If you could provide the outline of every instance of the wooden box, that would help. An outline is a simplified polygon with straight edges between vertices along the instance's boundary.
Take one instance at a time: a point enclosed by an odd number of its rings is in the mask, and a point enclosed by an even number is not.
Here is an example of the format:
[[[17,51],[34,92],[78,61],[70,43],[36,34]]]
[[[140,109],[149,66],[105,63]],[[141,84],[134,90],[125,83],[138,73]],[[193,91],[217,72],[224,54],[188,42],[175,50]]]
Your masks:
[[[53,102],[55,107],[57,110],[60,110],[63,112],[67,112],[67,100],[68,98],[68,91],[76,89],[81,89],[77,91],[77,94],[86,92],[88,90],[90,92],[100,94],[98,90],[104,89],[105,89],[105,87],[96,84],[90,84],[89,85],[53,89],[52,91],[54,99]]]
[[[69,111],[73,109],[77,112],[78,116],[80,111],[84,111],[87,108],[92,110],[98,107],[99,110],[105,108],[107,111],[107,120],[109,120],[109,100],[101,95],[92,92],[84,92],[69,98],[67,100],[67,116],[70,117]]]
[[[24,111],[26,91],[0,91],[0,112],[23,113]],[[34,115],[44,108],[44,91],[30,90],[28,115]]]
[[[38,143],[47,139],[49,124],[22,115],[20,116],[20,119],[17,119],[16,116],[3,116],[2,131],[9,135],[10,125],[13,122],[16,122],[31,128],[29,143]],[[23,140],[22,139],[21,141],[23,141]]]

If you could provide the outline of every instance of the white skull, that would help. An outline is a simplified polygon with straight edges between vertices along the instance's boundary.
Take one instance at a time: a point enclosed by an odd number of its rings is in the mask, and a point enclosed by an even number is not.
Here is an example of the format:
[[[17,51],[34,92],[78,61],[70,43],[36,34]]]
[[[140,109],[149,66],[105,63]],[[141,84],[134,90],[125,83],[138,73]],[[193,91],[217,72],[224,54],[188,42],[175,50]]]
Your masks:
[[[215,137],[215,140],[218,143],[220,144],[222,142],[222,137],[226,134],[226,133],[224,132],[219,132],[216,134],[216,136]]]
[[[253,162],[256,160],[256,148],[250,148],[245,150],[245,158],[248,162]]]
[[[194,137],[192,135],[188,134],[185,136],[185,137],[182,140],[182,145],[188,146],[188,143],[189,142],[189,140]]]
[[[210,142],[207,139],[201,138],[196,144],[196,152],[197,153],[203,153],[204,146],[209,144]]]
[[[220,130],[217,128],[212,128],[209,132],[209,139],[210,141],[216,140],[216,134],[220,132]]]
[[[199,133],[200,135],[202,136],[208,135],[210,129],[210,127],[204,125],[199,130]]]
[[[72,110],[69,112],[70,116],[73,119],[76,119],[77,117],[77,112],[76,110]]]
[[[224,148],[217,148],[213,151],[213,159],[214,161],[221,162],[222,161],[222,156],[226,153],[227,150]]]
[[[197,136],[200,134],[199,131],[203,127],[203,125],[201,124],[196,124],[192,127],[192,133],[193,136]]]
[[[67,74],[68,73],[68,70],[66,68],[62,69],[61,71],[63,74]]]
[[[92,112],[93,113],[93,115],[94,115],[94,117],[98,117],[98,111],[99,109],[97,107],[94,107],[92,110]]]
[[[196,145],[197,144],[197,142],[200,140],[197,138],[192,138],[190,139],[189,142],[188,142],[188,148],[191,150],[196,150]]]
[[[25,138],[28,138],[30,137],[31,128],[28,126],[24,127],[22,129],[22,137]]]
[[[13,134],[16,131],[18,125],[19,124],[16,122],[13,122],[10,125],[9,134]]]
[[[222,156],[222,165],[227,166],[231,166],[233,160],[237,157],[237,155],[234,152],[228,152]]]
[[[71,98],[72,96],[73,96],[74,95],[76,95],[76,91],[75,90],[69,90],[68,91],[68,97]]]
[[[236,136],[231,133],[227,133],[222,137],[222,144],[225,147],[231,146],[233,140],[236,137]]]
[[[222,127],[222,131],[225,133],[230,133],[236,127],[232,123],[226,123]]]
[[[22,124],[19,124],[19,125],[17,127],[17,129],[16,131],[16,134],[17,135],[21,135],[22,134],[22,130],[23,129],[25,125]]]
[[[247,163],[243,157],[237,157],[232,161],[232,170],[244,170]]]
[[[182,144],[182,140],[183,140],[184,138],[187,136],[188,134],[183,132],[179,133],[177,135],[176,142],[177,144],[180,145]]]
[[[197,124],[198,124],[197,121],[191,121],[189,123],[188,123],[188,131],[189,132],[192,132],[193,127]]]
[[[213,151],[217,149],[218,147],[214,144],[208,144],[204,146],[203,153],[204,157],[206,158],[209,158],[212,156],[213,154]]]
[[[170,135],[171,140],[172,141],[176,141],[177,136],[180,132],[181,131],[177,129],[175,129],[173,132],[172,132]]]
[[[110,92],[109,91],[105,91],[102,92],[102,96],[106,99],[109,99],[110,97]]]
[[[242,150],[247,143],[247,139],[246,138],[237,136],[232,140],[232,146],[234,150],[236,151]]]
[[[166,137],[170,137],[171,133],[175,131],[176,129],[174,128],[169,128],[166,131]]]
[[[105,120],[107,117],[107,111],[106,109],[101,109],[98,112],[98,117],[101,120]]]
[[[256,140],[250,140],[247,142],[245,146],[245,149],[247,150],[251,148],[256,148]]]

------

### [Do this]
Rewrite the rows above, replacing "instance" with "object" wherever it occurs and leaving everything else unchanged.

### [Response to the task]
If you could provide the outline of every object of the wooden box, that would help. An outline is a simplified polygon with straight edges between vertices along the object's boundary.
Take one object at a time: a point enclosed by an odd number of its rings is in the mask, and a point enclosed by an even number is not.
Here is an example of the format:
[[[17,51],[34,92],[78,61],[70,43],[36,34]]]
[[[140,109],[149,66],[105,63]],[[141,84],[134,90],[125,83],[138,73]],[[193,91],[217,72],[224,54],[188,42],[175,50]]]
Your masks:
[[[53,102],[55,107],[57,110],[60,110],[63,112],[67,112],[67,100],[68,98],[68,91],[76,89],[81,89],[77,91],[77,94],[86,92],[88,90],[90,92],[100,94],[98,90],[104,89],[105,89],[105,87],[96,84],[90,84],[89,85],[53,89],[52,91],[54,99]]]
[[[69,111],[73,109],[77,112],[78,116],[80,111],[84,111],[87,108],[92,110],[98,107],[99,110],[105,108],[107,111],[107,120],[109,120],[109,100],[101,95],[92,92],[84,92],[69,98],[67,100],[67,116],[70,117]]]
[[[24,111],[26,91],[0,91],[0,112],[23,113]],[[34,115],[44,108],[44,91],[30,90],[28,115]]]
[[[38,143],[47,139],[49,124],[22,115],[20,116],[20,119],[17,119],[16,116],[3,116],[2,131],[9,135],[10,125],[13,122],[16,122],[31,128],[29,143]],[[23,140],[22,139],[21,141],[23,141]]]

If you could provide the outline of every object of the white skull, that would help. An outline is a simplified polygon with straight edges between vertices along the object's boundary.
Take one object at a time: a point enclosed by an odd number of its rings is in the mask, and a point enclosed by an even number is not.
Here is an example of the format:
[[[17,51],[34,92],[78,61],[70,43],[36,34]]]
[[[140,109],[149,66],[105,63]],[[141,84],[134,90],[125,83],[138,73]],[[193,91],[217,72],[224,54],[188,42],[175,50]]]
Your masks:
[[[215,137],[215,140],[218,143],[220,144],[222,142],[222,137],[226,134],[226,133],[224,132],[219,132],[216,134],[216,136]]]
[[[253,162],[256,160],[256,148],[250,148],[245,150],[245,158],[248,162]]]
[[[194,137],[192,135],[188,134],[185,136],[185,137],[182,140],[182,145],[188,146],[188,143],[189,142],[189,140]]]
[[[210,142],[207,139],[201,138],[196,144],[196,152],[197,153],[203,153],[204,146],[209,144]]]
[[[220,130],[217,128],[212,128],[209,132],[209,139],[210,141],[216,140],[216,134],[220,132]]]
[[[199,133],[200,135],[202,136],[208,135],[210,129],[210,127],[204,125],[199,130]]]
[[[72,110],[69,112],[70,116],[73,119],[76,119],[77,117],[77,112],[76,110]]]
[[[224,148],[217,148],[213,151],[213,159],[214,161],[221,162],[222,161],[222,156],[226,153],[227,150]]]
[[[197,136],[200,134],[199,131],[203,127],[203,125],[201,124],[196,124],[192,127],[192,133],[193,136]]]
[[[67,74],[68,73],[68,70],[66,68],[62,69],[61,71],[63,74]]]
[[[92,112],[93,113],[93,115],[94,115],[94,117],[98,117],[98,111],[99,109],[97,107],[94,107],[92,110]]]
[[[196,145],[197,144],[197,142],[200,140],[197,138],[192,138],[190,139],[189,142],[188,142],[188,148],[191,150],[196,150]]]
[[[25,138],[28,138],[30,137],[31,128],[28,126],[24,127],[22,129],[22,137]]]
[[[13,134],[16,131],[18,125],[19,124],[16,122],[13,122],[10,125],[9,134]]]
[[[222,156],[222,165],[227,166],[231,166],[233,160],[237,157],[237,155],[234,152],[228,152]]]
[[[71,98],[72,96],[73,96],[74,95],[76,95],[76,91],[75,90],[69,90],[68,91],[68,97]]]
[[[236,136],[231,133],[227,133],[222,137],[222,144],[225,147],[231,146],[233,140],[236,137]]]
[[[222,127],[222,131],[225,133],[230,133],[236,127],[232,123],[226,123]]]
[[[22,124],[19,124],[19,125],[17,127],[17,129],[16,131],[16,134],[17,135],[21,135],[22,134],[22,130],[23,129],[25,125]]]
[[[247,163],[243,157],[237,157],[232,161],[232,170],[244,170]]]
[[[182,144],[182,140],[183,140],[184,138],[187,136],[188,134],[183,132],[179,133],[177,135],[176,142],[177,144],[180,145]]]
[[[197,124],[198,124],[197,121],[191,121],[189,123],[188,123],[188,131],[189,132],[192,132],[193,127]]]
[[[213,151],[217,149],[218,147],[214,144],[208,144],[204,146],[203,153],[204,157],[206,158],[209,158],[212,156],[213,154]]]
[[[170,135],[171,140],[172,141],[176,141],[177,136],[180,132],[181,131],[177,129],[175,129],[173,132],[172,132]]]
[[[110,92],[109,91],[105,91],[102,92],[102,96],[106,99],[109,99],[110,97]]]
[[[242,150],[247,143],[247,139],[246,138],[237,136],[232,140],[232,146],[234,150],[236,151]]]
[[[166,137],[170,137],[171,133],[175,131],[176,129],[174,128],[169,128],[166,131]]]
[[[105,120],[107,117],[107,111],[106,109],[101,109],[98,112],[98,117],[101,120]]]
[[[256,140],[250,140],[247,142],[245,146],[245,149],[247,150],[251,148],[256,148]]]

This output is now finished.